» **Extracted information**:
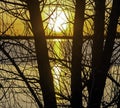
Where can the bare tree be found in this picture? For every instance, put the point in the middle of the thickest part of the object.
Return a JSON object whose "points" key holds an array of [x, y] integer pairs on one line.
{"points": [[76, 82]]}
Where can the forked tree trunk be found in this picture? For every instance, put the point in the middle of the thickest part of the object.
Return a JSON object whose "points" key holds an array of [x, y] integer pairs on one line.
{"points": [[46, 79], [76, 82], [101, 74]]}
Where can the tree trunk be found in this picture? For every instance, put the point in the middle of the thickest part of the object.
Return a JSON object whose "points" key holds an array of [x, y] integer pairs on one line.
{"points": [[76, 82], [101, 74], [46, 79], [97, 49]]}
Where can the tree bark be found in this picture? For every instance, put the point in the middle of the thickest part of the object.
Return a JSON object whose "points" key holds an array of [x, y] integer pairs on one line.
{"points": [[46, 79], [76, 82], [101, 73], [97, 48]]}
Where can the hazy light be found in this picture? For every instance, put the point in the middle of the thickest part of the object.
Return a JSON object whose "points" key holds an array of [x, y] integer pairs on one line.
{"points": [[57, 21]]}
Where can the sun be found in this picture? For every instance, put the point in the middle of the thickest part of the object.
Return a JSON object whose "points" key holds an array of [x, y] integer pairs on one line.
{"points": [[58, 21]]}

» **What to work on**: Copy each line above where the string "every" occurs.

» **Answer for the task**:
Where can the bare tree be found in this picture? For every instance, put the point in the middle of the thickest part of the object.
Where can the forked tree trunk be found in this picture? For every instance, put the point in the middle of the thickest part of the object.
Where can the tree trunk be found in this picture? For every instance, put the point in the middle of the thickest part of the object.
Where can the tree bark be found in this picture? For every instance, put the point in the middle of the thickest part of the object.
Where can the hazy light be found in this picture? For every instance, put the point in the middle of the thickest part of the object.
Where can the sun be found in this picture? For every instance, put the point in the middle of the thickest part of the object.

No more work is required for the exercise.